INSTRUÇÕES DA TAREFA:
Dê continuidade ao trecho abaixo sobre o depoimento de Bolsonaro acerca da minuta golpista, começando logo após a última frase apresentada.

TRECHO:
::::

Após dizer que a suposta minuta “não tem um cabeçalho nem um fecho”, Bolsonaro disse que “isso foi colocado numa tela de televisão [durante a reunião para discutir o documento] e mostrado de forma rápida ali”.

“Mas a discussão sobre esse assunto já começou sem força, de modo que nada foi à frente.”

“Como nós fomos impedidos de recorrer ao TSE, com preocupação de uma penalidade mais alta do que aquela, se não me engano, de 23 de novembro, nós buscamos uma alternativa na Constituição, e achamos que não procedia, e foi encerrado.”

Bolsonaro também minimizou as acusações sobre minutas golpistas, argumentando que nunca convocou o Conselho da República ou o Conselho da Defesa, órgãos que teriam que aprovar a decretação de estado de sítio ou estado de defesa.

Ele negou ainda ter “enxugado” a minuta, reduzindo as autoridades que seriam presas, como acusa o delator Mauro Cid.

Para o criminalista Aury Lopes Júnior, o argumento de Bolsonaro de que não convocou os conselhos da República e da Defesa não é eficaz para refutar a acusação de que havia um plano golpista.

“Quando ele diz que não convocou os Conselhos da República e da Defesa para decretar o estado de sítio, isso não contribui em nada, porque, se é golpe, realmente ele não iria nunca convocar”, ressalta.

“É importante considerar que a confissão não é prova plena de nada, e a negativa do réu também não é uma prova plena de nada. Tanto quando se confessa, quando também quando se nega a prática de um crime, essa declaração deve ser analisada à luz do conjunto probatório”, disse ainda.

::::

[Entradas de marcação de localização em imagens]
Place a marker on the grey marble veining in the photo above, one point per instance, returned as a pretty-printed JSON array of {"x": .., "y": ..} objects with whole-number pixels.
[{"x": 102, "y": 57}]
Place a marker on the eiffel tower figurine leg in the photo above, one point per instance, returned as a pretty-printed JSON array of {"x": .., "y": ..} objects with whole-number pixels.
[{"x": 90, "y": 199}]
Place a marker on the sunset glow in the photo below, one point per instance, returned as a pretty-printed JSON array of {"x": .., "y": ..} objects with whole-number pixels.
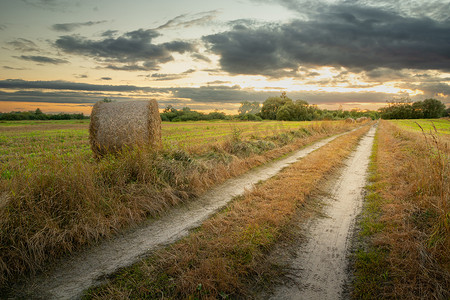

::::

RESPOSTA ESPERADA:
Processo se aproxima de reta final

O professor diz que os interrogatórios não mudaram sua percepção de que há um conjunto probatório robusto contra os acusados. Ele ressalta, porém, que poderá haver divergência entre os ministros na “valoração” dessas provas ao decidir o caso.

“Pela prova técnica já produzida, incluindo a prova digital, geolocalização, mensagens, documentos, etc, existem elementos robustos de que houve a tentativa de abolição da democracia e de golpe de estado, na minha visão.”

“Mas precisamos aguardar o julgamento para ver a valoração que será feita. Inclusive, não será surpresa se houver divergência por parte do ministro Fux.”

Fux tem destoado de Moraes em alguns pontos do julgamento, por exemplo, quando fez questionamentos ao acordo de colaboração do ex-ajudante de ordens de Bolsonaro, Mauro Cid, por ele ter prestado vários depoimentos ao longo da investigação, alterando pontos da sua delação.

Os oito réus serão julgados pela Primeira Turma do STF, composta por cinco ministros: Moraes, Fux, Flavio Dino, Cármen Lúcia e Cristiano Zanin.

Após os interrogatórios, haverá prazo para que o Ministério Público e as defesas solicitem novas diligências para a inclusão de provas no processo.

Depois disso, as partes apresentam suas alegações finais e o caso é encaminhado para o relator produzir seu voto e o STF marcar o julgamento.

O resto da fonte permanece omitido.